-- Working data --
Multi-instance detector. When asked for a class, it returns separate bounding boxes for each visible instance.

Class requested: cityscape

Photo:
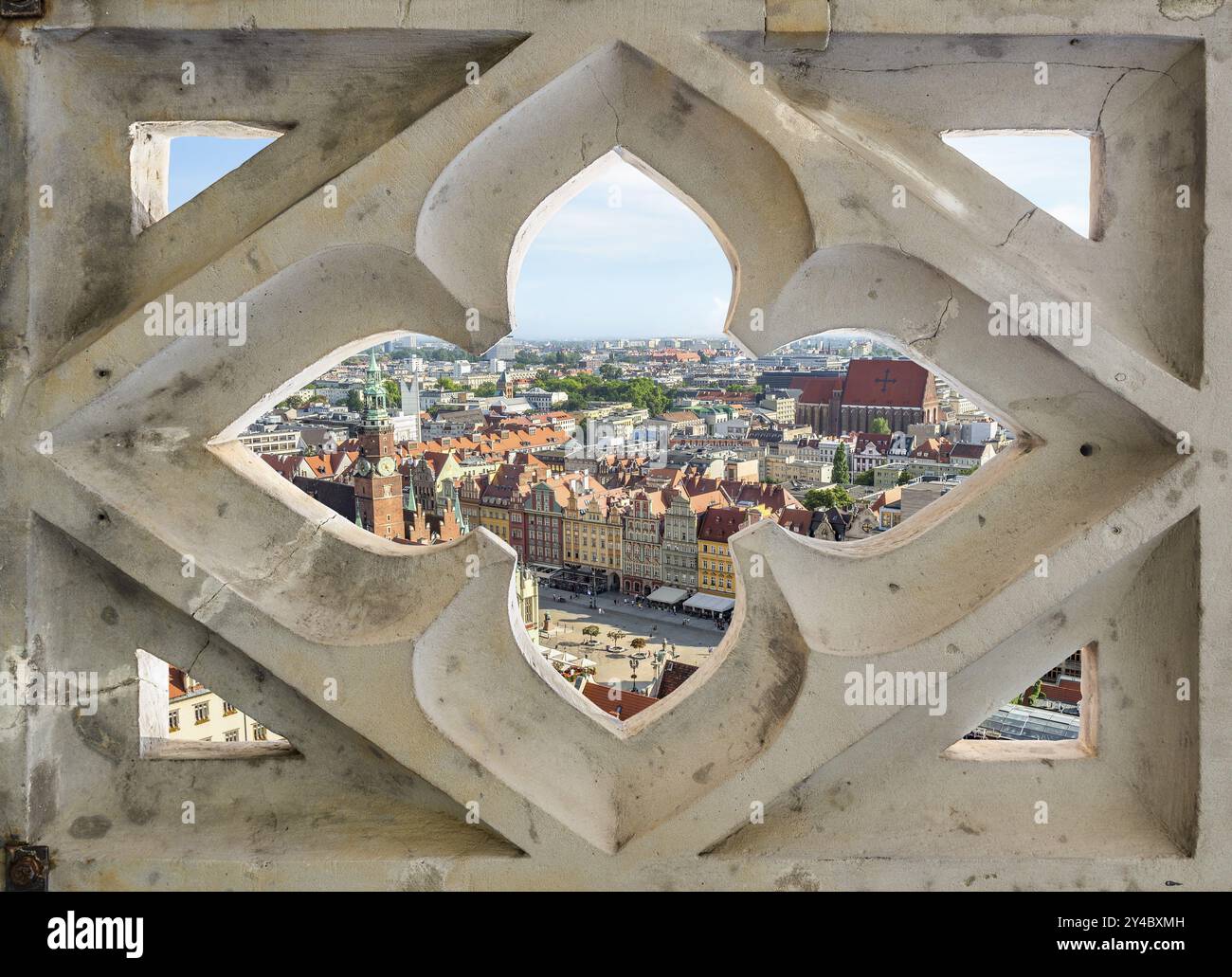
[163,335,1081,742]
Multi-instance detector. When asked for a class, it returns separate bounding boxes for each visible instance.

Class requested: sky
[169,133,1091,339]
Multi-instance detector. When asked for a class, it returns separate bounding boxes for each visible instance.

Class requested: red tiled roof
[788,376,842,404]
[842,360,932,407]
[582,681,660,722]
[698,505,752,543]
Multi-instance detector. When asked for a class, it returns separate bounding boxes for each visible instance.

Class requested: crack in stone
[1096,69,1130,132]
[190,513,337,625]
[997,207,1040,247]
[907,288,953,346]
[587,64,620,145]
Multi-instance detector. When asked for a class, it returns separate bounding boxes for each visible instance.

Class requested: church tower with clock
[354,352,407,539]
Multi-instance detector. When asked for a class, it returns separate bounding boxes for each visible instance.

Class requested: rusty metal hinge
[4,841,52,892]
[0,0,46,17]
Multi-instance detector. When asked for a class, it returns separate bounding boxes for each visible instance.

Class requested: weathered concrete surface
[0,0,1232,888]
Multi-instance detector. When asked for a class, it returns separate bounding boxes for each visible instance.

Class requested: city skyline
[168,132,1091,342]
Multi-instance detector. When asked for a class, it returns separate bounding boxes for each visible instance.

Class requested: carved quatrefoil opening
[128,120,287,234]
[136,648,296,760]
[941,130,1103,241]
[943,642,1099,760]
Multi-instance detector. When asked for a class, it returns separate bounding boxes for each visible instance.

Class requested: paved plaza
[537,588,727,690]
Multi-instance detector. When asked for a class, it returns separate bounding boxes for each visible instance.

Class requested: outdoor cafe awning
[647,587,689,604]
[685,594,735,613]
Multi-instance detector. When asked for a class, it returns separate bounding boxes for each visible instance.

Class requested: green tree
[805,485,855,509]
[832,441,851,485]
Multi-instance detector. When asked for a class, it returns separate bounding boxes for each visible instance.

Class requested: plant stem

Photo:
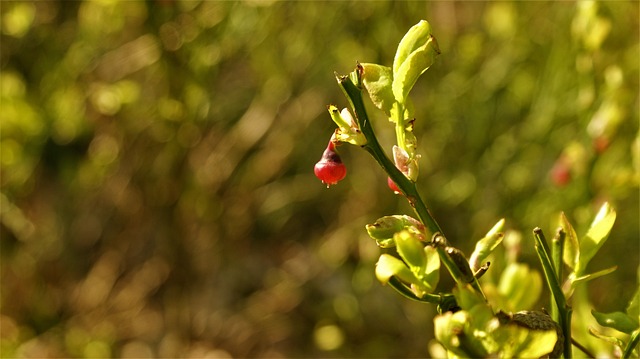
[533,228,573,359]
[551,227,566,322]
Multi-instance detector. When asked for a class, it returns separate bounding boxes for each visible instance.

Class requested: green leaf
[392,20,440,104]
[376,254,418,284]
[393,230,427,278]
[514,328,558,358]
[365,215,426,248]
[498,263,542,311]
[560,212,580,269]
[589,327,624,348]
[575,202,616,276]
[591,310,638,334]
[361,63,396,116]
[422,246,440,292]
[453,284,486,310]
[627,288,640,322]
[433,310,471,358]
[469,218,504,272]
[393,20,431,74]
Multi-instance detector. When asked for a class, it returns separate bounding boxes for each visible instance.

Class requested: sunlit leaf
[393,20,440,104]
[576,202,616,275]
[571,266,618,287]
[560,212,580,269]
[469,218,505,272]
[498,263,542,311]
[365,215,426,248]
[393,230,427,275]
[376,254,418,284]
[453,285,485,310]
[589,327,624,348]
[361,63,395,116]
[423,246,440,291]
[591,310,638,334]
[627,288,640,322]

-- Stated task --
Reproduce the data word for word from its first line to the line with "[163,335,1081,742]", and leave the picture out of your copy.

-- Solution to the exercise --
Multi-instance detector. When asked for a class, it returns separate bounding boxes for each visible instance.

Class requested: cityscape

Photo:
[163,335,1081,742]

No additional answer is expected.